• The task:
The stretch from the line with "Annotation task — pin every instance of the boulder" through the line with "Annotation task — pin every instance of the hillside town" in the records below: write it out exactly, and nothing else.

• Dataset:
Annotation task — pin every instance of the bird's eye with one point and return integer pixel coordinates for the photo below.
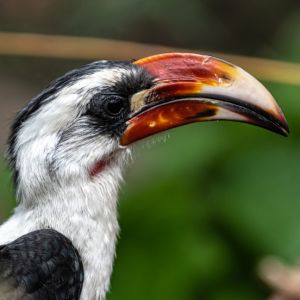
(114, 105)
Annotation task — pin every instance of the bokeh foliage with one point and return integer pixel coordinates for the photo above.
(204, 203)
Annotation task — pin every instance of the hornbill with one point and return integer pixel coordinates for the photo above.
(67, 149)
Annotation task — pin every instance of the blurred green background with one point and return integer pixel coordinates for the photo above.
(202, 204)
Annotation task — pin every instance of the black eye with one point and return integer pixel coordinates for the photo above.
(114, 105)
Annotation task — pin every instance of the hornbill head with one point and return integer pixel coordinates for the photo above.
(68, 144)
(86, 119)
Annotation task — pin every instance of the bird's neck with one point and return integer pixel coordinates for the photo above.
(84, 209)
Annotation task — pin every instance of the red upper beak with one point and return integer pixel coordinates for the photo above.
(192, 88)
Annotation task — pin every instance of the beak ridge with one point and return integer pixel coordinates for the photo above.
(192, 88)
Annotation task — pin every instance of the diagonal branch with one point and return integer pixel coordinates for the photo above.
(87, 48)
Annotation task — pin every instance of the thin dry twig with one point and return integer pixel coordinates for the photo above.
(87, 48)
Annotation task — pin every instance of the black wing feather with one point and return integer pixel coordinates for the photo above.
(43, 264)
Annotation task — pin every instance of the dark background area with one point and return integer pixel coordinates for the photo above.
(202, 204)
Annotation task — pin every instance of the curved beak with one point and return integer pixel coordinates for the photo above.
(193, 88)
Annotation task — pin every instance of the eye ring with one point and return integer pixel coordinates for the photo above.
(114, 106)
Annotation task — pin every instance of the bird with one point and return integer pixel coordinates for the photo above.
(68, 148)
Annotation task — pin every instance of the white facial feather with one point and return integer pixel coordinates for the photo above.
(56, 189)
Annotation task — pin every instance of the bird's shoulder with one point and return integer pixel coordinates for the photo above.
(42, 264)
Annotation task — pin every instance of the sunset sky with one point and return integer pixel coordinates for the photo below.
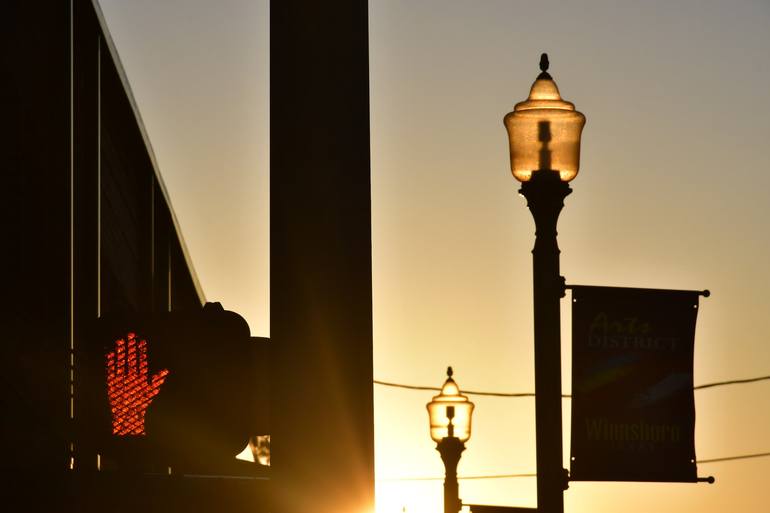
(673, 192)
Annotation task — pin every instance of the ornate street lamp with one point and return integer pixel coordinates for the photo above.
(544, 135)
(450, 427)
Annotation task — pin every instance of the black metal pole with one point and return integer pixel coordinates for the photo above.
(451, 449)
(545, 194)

* * *

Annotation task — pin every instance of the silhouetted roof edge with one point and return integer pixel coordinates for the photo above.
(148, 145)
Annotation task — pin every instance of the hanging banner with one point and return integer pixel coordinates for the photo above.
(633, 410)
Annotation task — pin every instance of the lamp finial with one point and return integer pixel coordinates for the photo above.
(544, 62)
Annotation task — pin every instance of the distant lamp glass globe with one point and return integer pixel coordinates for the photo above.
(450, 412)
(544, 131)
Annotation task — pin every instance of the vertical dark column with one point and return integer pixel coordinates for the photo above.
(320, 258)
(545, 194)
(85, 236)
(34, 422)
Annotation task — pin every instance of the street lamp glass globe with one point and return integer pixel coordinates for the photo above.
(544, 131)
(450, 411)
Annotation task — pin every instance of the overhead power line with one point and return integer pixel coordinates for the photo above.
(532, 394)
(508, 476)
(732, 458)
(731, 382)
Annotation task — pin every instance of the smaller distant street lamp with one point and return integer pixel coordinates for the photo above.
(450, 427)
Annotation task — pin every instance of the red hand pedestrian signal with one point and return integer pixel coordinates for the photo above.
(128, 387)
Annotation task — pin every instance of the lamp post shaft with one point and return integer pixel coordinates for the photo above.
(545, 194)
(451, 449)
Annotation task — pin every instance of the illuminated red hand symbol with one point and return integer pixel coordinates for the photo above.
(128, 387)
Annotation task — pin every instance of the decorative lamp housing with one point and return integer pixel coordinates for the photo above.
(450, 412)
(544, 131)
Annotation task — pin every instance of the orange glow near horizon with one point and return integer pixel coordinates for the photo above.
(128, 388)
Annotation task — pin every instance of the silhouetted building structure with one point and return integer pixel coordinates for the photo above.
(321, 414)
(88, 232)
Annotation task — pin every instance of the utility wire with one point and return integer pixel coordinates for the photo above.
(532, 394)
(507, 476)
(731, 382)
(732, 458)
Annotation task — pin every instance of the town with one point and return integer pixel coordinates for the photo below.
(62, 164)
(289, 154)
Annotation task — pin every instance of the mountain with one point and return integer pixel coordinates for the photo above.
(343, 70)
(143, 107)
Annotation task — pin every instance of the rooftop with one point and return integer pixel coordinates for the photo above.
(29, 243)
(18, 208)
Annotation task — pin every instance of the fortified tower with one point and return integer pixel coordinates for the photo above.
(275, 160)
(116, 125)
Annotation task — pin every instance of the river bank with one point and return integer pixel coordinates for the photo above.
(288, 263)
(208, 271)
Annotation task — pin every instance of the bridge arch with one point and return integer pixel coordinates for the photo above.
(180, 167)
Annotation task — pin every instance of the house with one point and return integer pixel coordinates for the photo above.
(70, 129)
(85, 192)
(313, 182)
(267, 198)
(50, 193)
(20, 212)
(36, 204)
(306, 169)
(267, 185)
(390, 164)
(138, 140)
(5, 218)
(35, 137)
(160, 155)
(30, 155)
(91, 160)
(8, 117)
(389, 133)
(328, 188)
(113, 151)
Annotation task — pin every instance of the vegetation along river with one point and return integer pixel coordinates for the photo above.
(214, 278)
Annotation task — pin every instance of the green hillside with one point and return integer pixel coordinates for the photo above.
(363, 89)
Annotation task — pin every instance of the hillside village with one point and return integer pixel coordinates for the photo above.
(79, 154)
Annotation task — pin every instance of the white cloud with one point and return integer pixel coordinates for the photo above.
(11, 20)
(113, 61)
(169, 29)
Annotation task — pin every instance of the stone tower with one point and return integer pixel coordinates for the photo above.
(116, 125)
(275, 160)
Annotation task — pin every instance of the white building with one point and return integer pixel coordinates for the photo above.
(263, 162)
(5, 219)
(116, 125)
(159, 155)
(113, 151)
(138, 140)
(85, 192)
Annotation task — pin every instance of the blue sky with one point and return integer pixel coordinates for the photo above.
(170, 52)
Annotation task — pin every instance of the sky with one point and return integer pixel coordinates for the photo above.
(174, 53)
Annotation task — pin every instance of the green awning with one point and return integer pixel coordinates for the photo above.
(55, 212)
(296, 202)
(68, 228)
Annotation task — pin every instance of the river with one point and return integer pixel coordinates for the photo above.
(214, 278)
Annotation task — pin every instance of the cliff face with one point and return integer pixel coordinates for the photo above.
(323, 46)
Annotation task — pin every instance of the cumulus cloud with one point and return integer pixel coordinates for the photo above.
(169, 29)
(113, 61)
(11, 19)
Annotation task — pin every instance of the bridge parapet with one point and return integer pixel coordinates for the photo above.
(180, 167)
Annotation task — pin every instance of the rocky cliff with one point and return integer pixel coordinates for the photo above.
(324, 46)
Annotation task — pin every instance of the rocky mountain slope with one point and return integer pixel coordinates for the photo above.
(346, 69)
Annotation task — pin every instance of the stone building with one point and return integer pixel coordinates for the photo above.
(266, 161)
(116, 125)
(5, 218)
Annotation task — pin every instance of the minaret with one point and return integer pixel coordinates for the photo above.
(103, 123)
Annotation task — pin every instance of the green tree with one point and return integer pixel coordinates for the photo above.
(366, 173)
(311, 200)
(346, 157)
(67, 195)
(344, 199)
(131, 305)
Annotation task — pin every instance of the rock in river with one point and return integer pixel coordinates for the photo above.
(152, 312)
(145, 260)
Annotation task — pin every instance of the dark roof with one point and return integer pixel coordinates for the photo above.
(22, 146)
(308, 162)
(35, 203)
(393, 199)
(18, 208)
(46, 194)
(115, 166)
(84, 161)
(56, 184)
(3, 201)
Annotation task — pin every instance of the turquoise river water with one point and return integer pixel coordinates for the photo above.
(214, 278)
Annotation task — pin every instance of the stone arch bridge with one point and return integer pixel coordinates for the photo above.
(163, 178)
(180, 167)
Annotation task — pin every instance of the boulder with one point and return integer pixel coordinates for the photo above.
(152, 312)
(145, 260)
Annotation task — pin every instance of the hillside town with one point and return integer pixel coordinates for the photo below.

• Answer box:
Annotation task — pin every instance of the boulder with one point and return integer pixel coordinates for the photo above.
(152, 312)
(145, 260)
Annotation task — pin every instance of the hillside town with one point and return integer pixel coordinates for the photo below.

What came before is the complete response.